● Requirement 1: In the passage on recovery, where did the writer's mother die?
● Requirement 2:
State whether each statement agrees with the passage on recovery. Answer yes or no for each, and quote the deciding words.
(a) The writer now does more recovery activities than ten years ago.
(b) The writer saw sobriety as the foundation for everything else.
(c) The writer was fully present as a father and a husband.
● Requirement 3: Continue the passage on recovery from where it stops.
---- Document text
Sometimes when I think about my own recovery, I am amused at how demanding it can get. Or how demanding it used to be – today, I do fewer recovery things than I did ten years ago. But in the beginning it was all recovery all the time. I went to meetings, I did the 12 steps, I talked to professionals, I read anything there was to read about addiction and recovery. My wife joined me on my journey by going to meetings designed for family and friends of someone with substance use disorder. I treated – and still do to some extent – my recovery as if it was my job. I attended to it, respected it, gave it most of my life. I moved, I changed all my routines – I was more invested in getting better than I’ve been invested in anything else up to that point. Even as a father and a husband I was not totally present – my addiction strained those connections – but sobriety got my full attention. The way I saw it, it was the foundation for everything else, including my strained relationships, my career, and my health. I knew back then that, if I didn’t have sobriety, I wouldn’t be able to function and my life would get smaller and smaller because alcohol does that to people. It can take everything away from you. It took my mother’s life. She died alone in a shelter.
--------
---- Supplied data
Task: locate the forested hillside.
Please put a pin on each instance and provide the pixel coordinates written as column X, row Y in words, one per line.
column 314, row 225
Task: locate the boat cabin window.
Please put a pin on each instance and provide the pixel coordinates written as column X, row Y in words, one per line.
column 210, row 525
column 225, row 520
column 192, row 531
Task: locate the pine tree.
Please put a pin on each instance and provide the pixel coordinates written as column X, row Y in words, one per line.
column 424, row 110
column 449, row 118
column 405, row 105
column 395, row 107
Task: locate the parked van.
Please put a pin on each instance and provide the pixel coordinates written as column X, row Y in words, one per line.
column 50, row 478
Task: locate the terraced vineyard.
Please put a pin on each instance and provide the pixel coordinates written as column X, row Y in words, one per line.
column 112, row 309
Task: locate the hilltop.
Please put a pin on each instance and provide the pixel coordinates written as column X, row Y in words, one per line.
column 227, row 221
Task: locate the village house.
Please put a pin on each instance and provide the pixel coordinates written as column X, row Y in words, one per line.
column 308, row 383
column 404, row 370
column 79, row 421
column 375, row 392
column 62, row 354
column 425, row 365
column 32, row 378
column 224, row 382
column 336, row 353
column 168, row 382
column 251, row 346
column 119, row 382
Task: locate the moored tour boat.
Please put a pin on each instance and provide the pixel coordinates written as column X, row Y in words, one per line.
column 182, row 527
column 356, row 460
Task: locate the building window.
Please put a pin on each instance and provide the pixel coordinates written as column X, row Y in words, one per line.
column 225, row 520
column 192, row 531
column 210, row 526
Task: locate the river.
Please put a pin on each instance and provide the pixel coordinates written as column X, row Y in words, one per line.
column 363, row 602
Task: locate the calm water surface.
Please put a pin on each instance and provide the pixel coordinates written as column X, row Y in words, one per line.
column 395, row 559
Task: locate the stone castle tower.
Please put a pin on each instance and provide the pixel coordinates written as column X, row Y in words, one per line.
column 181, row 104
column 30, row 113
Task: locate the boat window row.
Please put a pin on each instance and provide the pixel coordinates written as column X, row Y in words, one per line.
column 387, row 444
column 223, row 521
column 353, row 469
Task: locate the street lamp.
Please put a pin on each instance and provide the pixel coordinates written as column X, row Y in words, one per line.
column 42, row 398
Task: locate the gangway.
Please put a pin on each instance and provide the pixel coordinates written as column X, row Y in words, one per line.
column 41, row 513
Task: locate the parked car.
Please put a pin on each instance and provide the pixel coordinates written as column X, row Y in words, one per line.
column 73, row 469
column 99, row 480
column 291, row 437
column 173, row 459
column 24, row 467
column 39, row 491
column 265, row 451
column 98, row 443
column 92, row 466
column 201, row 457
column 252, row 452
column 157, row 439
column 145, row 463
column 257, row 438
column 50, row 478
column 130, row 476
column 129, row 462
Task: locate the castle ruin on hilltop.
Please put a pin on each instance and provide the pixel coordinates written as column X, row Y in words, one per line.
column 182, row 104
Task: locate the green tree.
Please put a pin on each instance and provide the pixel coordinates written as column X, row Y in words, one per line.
--------
● Answer space 1: She died alone in a shelter.

● Answer space 2:
(a) No: "today, I do fewer recovery things than I did ten years ago"
(b) Yes: "it was the foundation for everything else"
(c) No: "Even as a father and a husband I was not totally present"

● Answer space 3:
I don’t want to die alone in a shelter. This is why I went full throttle at recovery – I felt that it was my last chance of getting my life back on track. And I would lie if I said it was easy. I certainly had many dark moments when I didn’t necessarily think of drinking again, but I would get overwhelmed. With recovery. Sometimes, it has been exhausting and definitely challenging, and as I evolve further I find myself questioning many aspects of it. For example, it took me a while to find Power in the rooms of AA, and as time passed, AA itself no longer seemed as welcoming and non-judgmental as I once thought it to be. I started to see the world around me with more clarity – the fog of addiction was lifting, and sober, I had enough space in my head to question how I was going to progress.
There’s no reason why some of us shouldn’t be able to direct our recovery how we want. Sometimes you will hear in the rooms of AA that if you leave, you will most likely relapse. I wonder how many people stay because of that fear, because they believe there is some magic curse that will cause them to drink unless they do as told. That didn’t work for me – as with my career, I took a few different approaches to how I was going to help myself, what best suited me, and I thrived, just as I have in my professional life. You, too, will know if it’s time to change it up if you find yourself stagnant and frustrated in your recovery.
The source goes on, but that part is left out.